>> Begin Extracted entries
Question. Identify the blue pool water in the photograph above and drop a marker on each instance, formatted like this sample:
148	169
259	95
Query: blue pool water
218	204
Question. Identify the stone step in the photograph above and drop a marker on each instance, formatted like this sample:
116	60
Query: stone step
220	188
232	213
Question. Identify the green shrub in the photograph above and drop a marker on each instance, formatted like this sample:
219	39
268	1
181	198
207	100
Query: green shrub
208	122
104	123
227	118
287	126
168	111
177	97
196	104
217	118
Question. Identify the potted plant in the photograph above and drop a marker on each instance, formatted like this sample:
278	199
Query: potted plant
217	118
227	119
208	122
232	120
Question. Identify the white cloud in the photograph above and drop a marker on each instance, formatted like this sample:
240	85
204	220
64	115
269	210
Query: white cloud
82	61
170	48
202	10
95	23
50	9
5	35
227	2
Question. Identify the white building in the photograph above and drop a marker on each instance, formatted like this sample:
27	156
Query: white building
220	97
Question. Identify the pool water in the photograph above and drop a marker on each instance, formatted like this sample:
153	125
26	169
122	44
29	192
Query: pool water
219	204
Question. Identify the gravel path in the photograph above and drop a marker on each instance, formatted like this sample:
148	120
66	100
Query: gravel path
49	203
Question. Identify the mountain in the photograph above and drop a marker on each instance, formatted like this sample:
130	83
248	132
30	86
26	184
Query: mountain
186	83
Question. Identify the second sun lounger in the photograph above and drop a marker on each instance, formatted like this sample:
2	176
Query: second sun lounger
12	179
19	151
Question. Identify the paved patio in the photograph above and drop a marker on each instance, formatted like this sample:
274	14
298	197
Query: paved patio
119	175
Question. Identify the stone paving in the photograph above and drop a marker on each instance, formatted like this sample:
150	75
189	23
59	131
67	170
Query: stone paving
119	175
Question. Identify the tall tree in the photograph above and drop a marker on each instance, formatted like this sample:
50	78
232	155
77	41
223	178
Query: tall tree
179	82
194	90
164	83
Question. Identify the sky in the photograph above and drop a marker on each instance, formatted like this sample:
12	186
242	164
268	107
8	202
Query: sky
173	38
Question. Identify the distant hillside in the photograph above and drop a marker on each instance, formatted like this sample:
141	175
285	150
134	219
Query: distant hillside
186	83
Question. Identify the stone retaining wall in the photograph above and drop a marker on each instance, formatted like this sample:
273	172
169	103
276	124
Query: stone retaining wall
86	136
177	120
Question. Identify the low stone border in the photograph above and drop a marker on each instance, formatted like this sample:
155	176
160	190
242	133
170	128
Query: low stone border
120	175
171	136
>> End Extracted entries
§ Written request:
Exactly as written, give the line containing "Question. Identify the second" and all remaining lines of the records.

§ Answer to the exercise:
Question. Identify the second sun lounger in the photograph above and drop a marker on each instance, formatted like this sample:
2	176
Query: second sun lounger
12	179
19	151
Question. Identify the paved patio in the photograph above and drop a marker on each instance, formatted like this sample:
274	14
298	197
Query: paved patio
119	175
Question. Identify the stone paving in the photograph above and drop a marker on each instance, formatted like this sample:
150	75
189	23
59	131
67	170
Query: stone paving
119	175
Question. Identify the tall tree in the photograph above and drop a marker on each instance, formatted like this sample:
50	78
232	155
77	41
223	178
Query: tall tree
179	82
194	90
164	83
Question. Identify the sky in the photograph above and drop a marker on each instance, formatted like this sample:
12	186
242	164
268	107
8	202
Query: sky
173	38
Question. Identify the distant hillside in the photograph above and drop a marker on each instance, formatted like this sample:
141	175
285	150
134	219
Query: distant hillside
186	83
Question. Identify the stone retaining wall in the photograph above and drop a marker on each instance, formatted like this sample:
273	172
169	103
276	124
Query: stone retaining wall
86	136
177	120
Question. Identify the low stone border in the photograph above and drop a marker on each instance, formatted like this sample:
155	176
160	190
242	133
170	128
Query: low stone border
120	175
171	136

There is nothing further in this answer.